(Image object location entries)
• • • • • • •
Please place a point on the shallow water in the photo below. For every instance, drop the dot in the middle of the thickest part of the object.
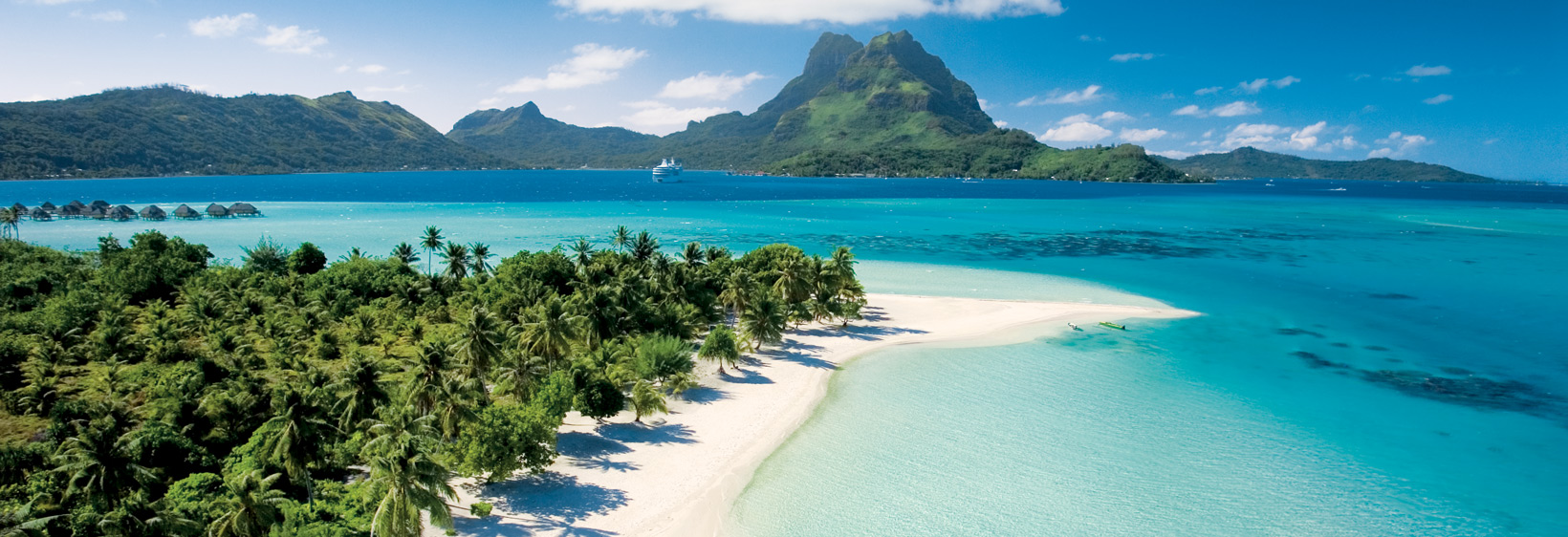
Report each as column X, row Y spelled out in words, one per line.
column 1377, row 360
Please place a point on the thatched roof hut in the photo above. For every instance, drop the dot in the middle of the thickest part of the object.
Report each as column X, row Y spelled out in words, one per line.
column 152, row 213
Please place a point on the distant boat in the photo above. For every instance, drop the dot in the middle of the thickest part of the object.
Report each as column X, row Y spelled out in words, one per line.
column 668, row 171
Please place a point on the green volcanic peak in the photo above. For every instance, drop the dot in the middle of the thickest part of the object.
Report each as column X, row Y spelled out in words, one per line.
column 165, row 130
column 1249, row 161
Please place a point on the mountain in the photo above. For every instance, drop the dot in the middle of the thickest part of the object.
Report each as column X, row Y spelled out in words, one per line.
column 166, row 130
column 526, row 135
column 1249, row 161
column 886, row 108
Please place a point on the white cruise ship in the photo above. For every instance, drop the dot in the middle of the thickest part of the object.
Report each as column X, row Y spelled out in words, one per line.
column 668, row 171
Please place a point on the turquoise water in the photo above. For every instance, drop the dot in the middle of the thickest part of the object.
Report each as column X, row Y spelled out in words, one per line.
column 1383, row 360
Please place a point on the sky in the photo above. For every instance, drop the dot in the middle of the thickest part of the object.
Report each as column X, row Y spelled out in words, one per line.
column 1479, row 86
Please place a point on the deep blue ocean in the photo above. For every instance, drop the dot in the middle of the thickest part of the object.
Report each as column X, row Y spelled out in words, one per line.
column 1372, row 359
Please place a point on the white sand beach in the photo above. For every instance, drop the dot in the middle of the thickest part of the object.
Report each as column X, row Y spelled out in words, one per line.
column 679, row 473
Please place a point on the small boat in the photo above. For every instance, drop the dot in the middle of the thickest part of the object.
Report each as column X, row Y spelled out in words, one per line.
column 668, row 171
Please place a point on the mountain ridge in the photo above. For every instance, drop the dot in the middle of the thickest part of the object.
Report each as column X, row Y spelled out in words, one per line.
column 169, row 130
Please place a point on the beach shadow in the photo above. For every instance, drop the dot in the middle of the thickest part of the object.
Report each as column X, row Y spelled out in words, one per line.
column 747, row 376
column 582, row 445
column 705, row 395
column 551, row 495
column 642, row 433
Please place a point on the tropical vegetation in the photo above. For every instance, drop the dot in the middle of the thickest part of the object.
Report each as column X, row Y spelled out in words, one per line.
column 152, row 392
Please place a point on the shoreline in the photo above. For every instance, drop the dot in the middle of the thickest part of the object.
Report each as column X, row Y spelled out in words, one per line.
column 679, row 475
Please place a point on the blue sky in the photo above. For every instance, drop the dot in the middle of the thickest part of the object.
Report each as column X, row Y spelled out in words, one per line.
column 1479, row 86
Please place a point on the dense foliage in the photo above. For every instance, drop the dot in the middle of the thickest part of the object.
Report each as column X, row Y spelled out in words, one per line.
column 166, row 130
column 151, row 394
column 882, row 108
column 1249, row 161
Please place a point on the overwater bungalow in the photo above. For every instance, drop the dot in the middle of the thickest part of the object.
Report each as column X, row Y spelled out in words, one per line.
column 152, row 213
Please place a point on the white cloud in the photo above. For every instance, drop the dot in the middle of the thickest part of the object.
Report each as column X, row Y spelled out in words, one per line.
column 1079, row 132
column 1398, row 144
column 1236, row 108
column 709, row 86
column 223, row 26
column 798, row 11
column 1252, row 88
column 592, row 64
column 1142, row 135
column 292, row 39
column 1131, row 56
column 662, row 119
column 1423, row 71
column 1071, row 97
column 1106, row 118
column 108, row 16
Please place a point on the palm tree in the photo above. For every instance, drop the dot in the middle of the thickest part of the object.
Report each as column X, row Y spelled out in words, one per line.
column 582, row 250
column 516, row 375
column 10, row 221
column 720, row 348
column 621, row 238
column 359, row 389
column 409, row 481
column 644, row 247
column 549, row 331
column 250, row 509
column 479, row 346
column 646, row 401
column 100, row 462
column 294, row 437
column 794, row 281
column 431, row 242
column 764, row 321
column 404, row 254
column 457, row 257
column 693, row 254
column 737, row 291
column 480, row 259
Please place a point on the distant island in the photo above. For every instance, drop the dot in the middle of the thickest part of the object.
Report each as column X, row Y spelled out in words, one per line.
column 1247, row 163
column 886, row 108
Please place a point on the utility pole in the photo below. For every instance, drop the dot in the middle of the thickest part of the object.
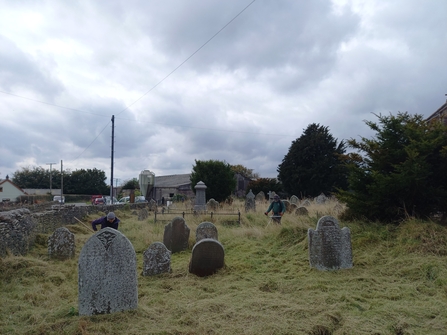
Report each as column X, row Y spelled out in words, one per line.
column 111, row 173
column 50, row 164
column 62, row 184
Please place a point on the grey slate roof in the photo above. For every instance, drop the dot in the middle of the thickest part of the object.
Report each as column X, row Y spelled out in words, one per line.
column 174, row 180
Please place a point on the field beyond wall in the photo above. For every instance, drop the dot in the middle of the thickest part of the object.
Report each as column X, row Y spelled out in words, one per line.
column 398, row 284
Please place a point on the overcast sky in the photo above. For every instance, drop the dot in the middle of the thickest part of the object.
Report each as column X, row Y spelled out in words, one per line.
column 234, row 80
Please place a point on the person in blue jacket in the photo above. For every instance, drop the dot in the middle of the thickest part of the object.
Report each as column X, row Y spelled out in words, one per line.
• • • • • • •
Requirements
Output the lines from the line containing "Please place a point on the overcast" to the end, both included; add nothing.

Final answer
Please place a point on the overcast sky in the photo above. For every instance, drop the dot in the middle of the thickest part of the object.
Report each as column X, row Y spelled out in words, one per line.
column 234, row 80
Please place a point on the person in blue jacket in the photo above. For every instance, drop the dot in the middle of the thickest part of the object.
Report each as column X, row Y spelled out in words, one per line.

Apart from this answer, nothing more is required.